Work order 1:
Reproduce the part of the Excel column-lookup text starting with "for each i >= 2." and going on through "does not work.".
Work order 2:
In the Excel column-lookup text, what does column A of worksheet S1 contain?
Work order 3:
Continue the Excel column-lookup text from its last sentence.

Text under study:
============================================================
I have an array in a worksheet (S1) with approximately 100 columns and over 7500 rows. Cells in the first row of S1 (A1, B1, ...) have header identifiers. Column A contains timestamps applicable to the data in the row they're in.

Data are periodically added to S1 typically by inserting a new timestamp in S1!A2 and newly sampled data in the rest of row 2 thus increasing the number of rows by one each update.

In another worksheet (S2) I have:

S2!A2=AVERAGE(B:B)
S2!A3=STDEV.S(B:B)
S2!C1='Z-SCORE'
S2!Ci=(Bi-$A$2) * $A$3

for each i >= 2. Finally, S2!A1 contains text entered by a user. For example, 'P_ID1'

I need a formula that looks up the cell in S1 row 1 that contains the content of S2!A1 and replicates the column in which the heading is found into S2!B:B. It should handle dynamic changes and should not contain 0 values from empty cells in S1. In other words, it should return a dynamic array. Here is an example that does not work.

S2!B1=S1!B:B

This is a dynamic array, but it fills in more than 900,000 cells mostly with the value 0 which causes the average and standard deviation formulas to fail. It also does not search for the correct column to duplicate. A better example is

S2!B1=FILTER(S1!B:B, ISNUMBER(S1!B:B) + ISTEXT(S1!B:B))

In this example, S2!B:B is populated with the right data and is dynamic. However, it also does not depend on S2!A1 which is required.

A third (failing) example:

S2!B1=HLOOKUP(S2!$A$1, S1!$A$1:$??, 1)
S2!B2=HLOOKUP(S2!$A$1, S1!$A$1:$??, 2)
...

These formulas correctly return the right column, but fails in the obvious way. The value that replaces ?? must be already known which makes the resulting column not dynamic and depends on both the number of columns and rows in S1. Also, it is computationally intensive and somewhat difficult to construct.

The array in S1 could be transposed, but I'm not sure that VLOOKUP would be much better than HLOOKUP and charting the data would still be difficult as well.

It is possible, but not realistic to create a worksheet for each label (about 100 of them), to replicate all the arithmetic across those worksheets and render the data with about 100 charts. I would like to find a way to have a cell in one worksheet (S2) as described above into which the user enters the header name of the column for which analysis is desired and then to have the correct column duplicated in S2. This also greatly simplifies charting.
============================================================
Material supplied:
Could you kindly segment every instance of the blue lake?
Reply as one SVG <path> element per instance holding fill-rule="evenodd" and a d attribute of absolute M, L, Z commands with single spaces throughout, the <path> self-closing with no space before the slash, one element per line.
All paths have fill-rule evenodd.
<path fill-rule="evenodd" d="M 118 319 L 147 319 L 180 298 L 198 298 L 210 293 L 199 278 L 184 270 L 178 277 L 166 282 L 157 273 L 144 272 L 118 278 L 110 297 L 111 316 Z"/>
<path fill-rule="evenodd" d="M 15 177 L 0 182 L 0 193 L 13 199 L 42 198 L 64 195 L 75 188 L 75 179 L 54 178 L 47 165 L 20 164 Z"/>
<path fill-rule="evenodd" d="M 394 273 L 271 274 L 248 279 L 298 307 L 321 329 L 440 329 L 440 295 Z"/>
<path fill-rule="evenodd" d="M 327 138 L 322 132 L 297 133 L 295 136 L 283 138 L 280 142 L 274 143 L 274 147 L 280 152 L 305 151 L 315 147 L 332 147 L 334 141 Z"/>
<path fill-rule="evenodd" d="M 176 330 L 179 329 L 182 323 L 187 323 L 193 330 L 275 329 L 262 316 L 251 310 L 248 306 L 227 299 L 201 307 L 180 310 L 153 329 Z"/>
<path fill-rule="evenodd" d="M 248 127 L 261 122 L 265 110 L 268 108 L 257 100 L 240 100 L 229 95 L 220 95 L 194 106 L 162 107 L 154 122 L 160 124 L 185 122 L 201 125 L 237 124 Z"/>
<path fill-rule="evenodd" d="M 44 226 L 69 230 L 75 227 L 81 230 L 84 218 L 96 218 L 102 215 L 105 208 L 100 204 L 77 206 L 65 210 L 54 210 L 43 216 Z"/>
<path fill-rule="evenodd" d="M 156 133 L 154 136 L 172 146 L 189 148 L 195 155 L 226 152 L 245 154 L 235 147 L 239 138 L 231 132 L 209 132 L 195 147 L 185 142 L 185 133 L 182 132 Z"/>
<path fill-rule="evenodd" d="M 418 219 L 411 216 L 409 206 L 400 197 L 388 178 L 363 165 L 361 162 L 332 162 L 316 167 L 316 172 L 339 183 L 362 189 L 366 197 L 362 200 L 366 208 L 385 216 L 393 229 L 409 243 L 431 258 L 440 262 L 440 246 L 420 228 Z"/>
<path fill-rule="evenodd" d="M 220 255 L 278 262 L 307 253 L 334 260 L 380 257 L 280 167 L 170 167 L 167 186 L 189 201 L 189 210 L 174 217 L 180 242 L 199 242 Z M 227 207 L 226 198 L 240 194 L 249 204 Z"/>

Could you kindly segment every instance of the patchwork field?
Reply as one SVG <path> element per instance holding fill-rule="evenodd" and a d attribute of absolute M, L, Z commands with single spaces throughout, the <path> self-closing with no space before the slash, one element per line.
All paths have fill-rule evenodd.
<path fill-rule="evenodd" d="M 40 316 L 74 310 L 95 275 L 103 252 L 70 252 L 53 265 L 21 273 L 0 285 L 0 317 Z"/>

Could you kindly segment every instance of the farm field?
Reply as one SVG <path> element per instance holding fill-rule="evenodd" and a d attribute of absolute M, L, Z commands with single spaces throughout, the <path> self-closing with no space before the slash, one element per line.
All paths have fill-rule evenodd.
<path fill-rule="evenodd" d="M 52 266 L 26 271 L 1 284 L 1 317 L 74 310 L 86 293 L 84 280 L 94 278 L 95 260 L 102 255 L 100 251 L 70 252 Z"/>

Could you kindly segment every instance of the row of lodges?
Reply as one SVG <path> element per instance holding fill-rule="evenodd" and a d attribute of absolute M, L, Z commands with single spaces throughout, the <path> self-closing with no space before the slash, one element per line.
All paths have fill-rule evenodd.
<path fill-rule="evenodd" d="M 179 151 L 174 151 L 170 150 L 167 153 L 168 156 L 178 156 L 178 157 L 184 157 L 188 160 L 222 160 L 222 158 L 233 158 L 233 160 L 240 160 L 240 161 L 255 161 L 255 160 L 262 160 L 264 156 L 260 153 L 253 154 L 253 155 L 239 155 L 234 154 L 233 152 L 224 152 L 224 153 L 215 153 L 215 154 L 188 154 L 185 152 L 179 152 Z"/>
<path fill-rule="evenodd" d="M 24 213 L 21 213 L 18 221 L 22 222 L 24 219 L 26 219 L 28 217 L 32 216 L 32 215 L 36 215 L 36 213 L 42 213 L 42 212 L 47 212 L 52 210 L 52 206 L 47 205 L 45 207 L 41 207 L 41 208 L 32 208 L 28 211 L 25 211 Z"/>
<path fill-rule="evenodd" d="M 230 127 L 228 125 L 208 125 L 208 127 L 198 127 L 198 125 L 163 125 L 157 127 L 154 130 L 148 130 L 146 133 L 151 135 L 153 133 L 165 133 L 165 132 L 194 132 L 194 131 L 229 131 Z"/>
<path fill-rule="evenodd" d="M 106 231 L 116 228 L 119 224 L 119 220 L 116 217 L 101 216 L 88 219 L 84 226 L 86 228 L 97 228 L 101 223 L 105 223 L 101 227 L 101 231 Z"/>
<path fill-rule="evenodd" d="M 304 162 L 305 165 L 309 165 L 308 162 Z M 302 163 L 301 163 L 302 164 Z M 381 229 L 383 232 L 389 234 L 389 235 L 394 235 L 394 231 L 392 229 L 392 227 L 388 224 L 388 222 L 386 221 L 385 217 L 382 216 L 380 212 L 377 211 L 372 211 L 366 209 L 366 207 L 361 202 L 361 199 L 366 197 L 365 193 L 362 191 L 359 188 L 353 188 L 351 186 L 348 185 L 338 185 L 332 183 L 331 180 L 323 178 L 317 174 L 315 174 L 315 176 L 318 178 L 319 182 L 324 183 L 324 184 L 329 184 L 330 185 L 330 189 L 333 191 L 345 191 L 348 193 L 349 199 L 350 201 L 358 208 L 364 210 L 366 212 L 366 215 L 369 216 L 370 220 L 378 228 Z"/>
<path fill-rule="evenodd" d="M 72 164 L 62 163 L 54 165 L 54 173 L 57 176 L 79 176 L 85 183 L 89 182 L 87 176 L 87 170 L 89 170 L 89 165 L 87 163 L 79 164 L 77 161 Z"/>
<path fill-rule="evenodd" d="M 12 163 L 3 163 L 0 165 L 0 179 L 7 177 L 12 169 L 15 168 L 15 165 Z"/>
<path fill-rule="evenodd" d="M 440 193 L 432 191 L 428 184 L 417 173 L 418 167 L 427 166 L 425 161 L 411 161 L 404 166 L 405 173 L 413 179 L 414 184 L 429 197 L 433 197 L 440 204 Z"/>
============================================================
Reply 1:
for each i >= 2. Finally, S2!A1 contains text entered by a user. For example, 'P_ID1'

I need a formula that looks up the cell in S1 row 1 that contains the content of S2!A1 and replicates the column in which the heading is found into S2!B:B. It should handle dynamic changes and should not contain 0 values from empty cells in S1. In other words, it should return a dynamic array. Here is an example that does not work.

Reply 2:
Column A contains timestamps for the data in the row they're in.

Reply 3:
I looked at XLOOKUP, INDEX, ADDRESS, CHOOSE, MATCH, FILTER, SORT and many other methods and haven't found an answer.


Solution

  • One answer I found by experimentation (which looks inefficient, but it works) is below. The essential trick is to use ADDRESS and INDIRECT to construct the dynamic array. (For brevity if not clarity I removed the sheetname S2 in formulas in S2.)

    In my original post I had:

    A2=AVERAGE(B:B)
    A3=STDEV.S(B:B)
    C1='Z-SCORE'
    Ci=(Bi-$A$2) * $A$3
    

    For clarity in the answer I add helper cells and move the locations of the calculation of the mean and standard deviations. The complete answer including the calculation of mean, standard deviation and zscores involves formulas in worksheet S2 and is shown below:

    A2=IF(ISBLANK($A$1), "Enter name of required data above", MATCH($A$1,S1!1:1,0))
    A3=IF(ISBLANK($A$1), "", SUBSTITUTE(ADDRESS(1,$A$2,4),"1",""))
    A4=IF(ISBLANK($A$1), "", "S1!" & $A$3 & ":" & $A$3)
    A5=IF(ISBLANK($A$1), "", AVERAGE(B:B))
    A6=IF(ISBLANK($A$1), "", STDEV.S(B:B))
    
    B1=IF(ISBLANK($A$1), "", FILTER(INDIRECT($A$4), ISNUMBER(INDIRECT($A$4) + ISTEXT(INDIRECT($A$4))
    
    C1="Z_SCORE"
    Ci=IF(ISBLANK($A$1), "", ($Bi-$A$5) / $A$6)
    

    I would still very much appreciate a more efficient answer.